**DIRECTIONS:** Update the rows starting at the line that contains "of the ceiling." and ending at the line that contains "[[531, 161]]" by changing every "marker" to "dot", leaving all else as it is. Give back only those lines.

[Stored entries]
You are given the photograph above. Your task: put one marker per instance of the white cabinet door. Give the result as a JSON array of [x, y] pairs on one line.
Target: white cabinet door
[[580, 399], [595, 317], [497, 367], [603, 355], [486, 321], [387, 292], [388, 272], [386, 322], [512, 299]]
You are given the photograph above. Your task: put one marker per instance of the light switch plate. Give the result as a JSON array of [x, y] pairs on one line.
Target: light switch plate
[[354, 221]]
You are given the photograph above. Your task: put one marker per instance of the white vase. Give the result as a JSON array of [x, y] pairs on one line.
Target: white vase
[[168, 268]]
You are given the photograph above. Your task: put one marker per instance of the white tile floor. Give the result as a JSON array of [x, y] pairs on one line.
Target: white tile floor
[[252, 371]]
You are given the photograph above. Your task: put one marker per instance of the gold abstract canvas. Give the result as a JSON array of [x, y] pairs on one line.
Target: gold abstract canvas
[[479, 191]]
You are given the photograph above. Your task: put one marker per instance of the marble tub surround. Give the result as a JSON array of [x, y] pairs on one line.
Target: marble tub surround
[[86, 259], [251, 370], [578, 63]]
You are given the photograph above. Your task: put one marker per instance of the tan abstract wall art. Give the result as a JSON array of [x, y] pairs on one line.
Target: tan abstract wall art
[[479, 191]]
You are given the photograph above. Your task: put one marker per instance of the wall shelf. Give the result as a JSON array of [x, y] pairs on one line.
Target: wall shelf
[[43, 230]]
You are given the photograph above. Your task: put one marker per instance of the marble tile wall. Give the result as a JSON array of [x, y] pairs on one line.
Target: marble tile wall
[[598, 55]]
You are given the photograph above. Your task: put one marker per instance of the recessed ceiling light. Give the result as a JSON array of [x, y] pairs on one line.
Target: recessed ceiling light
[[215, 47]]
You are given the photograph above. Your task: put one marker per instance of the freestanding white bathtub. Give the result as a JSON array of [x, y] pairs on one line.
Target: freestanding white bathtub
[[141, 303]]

==

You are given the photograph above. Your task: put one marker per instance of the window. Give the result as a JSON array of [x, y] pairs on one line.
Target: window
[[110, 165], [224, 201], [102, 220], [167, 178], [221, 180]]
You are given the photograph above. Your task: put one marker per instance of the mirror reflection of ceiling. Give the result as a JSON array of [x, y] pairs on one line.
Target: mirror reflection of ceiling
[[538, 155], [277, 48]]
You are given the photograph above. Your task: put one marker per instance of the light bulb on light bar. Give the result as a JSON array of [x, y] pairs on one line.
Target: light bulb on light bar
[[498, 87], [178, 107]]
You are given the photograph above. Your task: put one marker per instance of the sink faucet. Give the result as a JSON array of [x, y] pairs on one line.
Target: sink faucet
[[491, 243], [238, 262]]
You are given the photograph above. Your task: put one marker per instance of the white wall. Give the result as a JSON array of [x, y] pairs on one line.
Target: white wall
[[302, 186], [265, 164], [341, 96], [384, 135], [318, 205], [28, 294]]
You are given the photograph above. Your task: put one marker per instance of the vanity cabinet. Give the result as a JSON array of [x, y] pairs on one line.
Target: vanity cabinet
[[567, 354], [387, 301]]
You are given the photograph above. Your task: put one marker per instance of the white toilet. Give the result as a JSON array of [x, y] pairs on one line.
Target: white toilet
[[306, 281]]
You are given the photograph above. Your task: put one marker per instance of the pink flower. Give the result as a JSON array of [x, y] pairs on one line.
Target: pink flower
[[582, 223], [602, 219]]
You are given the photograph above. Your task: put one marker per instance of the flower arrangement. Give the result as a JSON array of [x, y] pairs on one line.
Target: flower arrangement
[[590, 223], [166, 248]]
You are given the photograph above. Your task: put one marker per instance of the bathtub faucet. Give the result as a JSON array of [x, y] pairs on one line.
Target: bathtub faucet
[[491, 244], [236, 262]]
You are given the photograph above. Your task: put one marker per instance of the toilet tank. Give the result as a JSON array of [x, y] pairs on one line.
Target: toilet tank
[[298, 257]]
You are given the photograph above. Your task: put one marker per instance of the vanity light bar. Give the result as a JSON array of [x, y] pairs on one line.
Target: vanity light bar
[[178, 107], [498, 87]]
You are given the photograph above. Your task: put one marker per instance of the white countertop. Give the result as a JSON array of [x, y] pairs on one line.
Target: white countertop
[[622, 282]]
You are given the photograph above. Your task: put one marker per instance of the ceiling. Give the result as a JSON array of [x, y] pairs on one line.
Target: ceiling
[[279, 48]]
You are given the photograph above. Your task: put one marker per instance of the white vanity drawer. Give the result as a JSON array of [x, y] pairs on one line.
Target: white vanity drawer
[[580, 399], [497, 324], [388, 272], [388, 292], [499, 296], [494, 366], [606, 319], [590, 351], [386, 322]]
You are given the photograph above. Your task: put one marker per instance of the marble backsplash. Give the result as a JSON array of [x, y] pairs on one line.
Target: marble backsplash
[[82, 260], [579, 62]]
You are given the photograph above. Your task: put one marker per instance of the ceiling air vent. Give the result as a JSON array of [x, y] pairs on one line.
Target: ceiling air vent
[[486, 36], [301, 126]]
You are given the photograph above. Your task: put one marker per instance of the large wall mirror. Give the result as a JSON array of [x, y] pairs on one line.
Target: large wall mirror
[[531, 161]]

**REPLY:**
You are given the photograph above. Your task: put one dot per instance of the ceiling. Give the result as a JSON array of [x, y] pairs on one line.
Target: ceiling
[[279, 48]]
You are given the photograph above. Your task: put one dot per instance of the white vanity drawer. Give the result as a JSON array of [x, y] pairs on one line.
Target: white vanity drawer
[[580, 399], [497, 324], [388, 272], [388, 292], [499, 296], [494, 366], [606, 319], [590, 351], [386, 322]]
You are given the photograph above. Your task: put one dot per instance of the marble backsplash. Give the result as a JSON array of [x, y] pairs on one line.
Target: marble backsplash
[[82, 260], [579, 62]]
You are given the photograph above. Your task: put one dot per instance of the ceiling air vent. Give the result as a JSON array of [x, y] pairs on one line.
Target: ceiling air vent
[[486, 36], [301, 126]]
You are given the photograph above. Your task: put one dot per instance of the large wall mirror. Give the result as a JSON array of [x, y] pairs on one line.
Target: large wall mirror
[[531, 161]]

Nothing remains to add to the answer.